◆ Directions ◆
Can you shorten the paragraph in the environmental news roundup that begins "New strategies unveiled to predict chemical hazards" to one sentence while keeping its main facts?

◆ Selected passage ◆
========================================

What Environmental News to Watch the Week of Jan. 3


chemical manufacturing

Today kicks off the start of the 115th Congress, and here’s a list of some top stories, events and other environmental controversies to watch for this week.

New name circulating for agriculture secretary. S​usan Combs, the rumored pick for the next agriculture secretary, has a track record with endangered species issues and pesticides. Tiffany Stecker is digging into the news. 

Names out on top Senate environmental panels. Senate Republicans released their rosters today for two key energy and environment panels for the 115th Congress: the Environment and Public Works Committee and the Energy and Natural Resources panel. Dean Scott has a story coming.

What issues should the Federal Energy Regulatory Commission tackle this year? Continuing to integrate renewables and battery storage onto the grid is one of the top agenda items, say stakeholders. Rebecca Kern is working on the list.

New strategies unveiled to predict chemical hazards. The National Academies of Sciences, Engineering, and Medicine issues a report Thursday that advises federal agencies about different means they could use to predict chemical toxicity and exposure. Pat Rizzuto will have the story.

EPA proposes notification requirement for sewer overflow into Great Lakes. Local public health agencies and the public should be notified no more than four hours after a combined sewer system has overflowed into the Great Lakes, according to a rule the EPA is proposing. Amena Saiyid is reporting.

========================================

◆ Data listing ◆
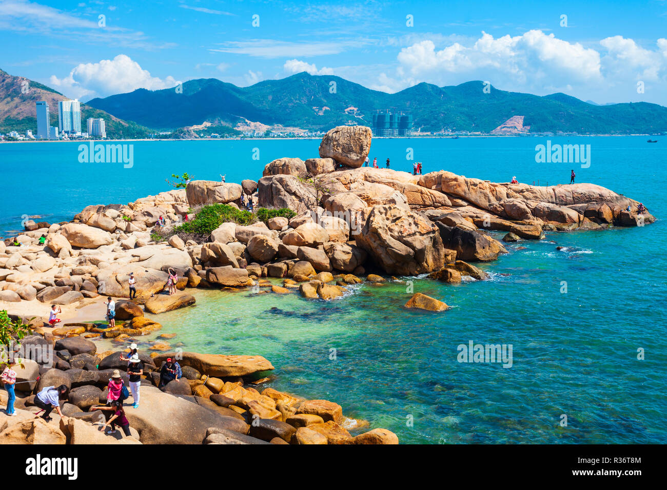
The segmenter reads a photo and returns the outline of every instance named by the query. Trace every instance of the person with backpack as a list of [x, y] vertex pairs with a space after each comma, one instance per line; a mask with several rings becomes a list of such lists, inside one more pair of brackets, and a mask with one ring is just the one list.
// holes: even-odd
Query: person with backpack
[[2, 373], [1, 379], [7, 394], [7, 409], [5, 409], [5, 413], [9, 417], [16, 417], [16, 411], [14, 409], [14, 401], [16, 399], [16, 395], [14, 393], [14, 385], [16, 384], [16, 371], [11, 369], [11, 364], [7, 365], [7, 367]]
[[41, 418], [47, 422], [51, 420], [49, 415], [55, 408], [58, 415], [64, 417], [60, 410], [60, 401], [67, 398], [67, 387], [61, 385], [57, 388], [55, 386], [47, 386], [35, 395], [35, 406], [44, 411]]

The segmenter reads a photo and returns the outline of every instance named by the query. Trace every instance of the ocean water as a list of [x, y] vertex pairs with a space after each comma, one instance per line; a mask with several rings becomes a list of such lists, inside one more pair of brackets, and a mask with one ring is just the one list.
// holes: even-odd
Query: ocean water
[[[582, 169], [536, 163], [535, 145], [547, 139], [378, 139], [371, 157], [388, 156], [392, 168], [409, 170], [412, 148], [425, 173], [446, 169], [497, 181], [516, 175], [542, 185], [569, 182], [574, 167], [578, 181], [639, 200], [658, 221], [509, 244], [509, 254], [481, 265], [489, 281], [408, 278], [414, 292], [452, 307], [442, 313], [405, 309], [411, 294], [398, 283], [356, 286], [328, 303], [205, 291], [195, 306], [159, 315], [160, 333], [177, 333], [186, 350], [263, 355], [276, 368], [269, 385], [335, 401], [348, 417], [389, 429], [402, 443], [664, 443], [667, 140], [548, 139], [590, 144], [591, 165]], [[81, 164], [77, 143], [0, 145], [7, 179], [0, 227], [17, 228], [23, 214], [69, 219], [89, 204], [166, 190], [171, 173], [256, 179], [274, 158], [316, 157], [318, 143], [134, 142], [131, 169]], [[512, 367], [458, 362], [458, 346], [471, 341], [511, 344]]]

========================================

◆ Solution below ◆
A National Academies of Sciences, Engineering, and Medicine report issued Thursday advises federal agencies on ways to predict chemical toxicity and exposure, and Pat Rizzuto will have the story.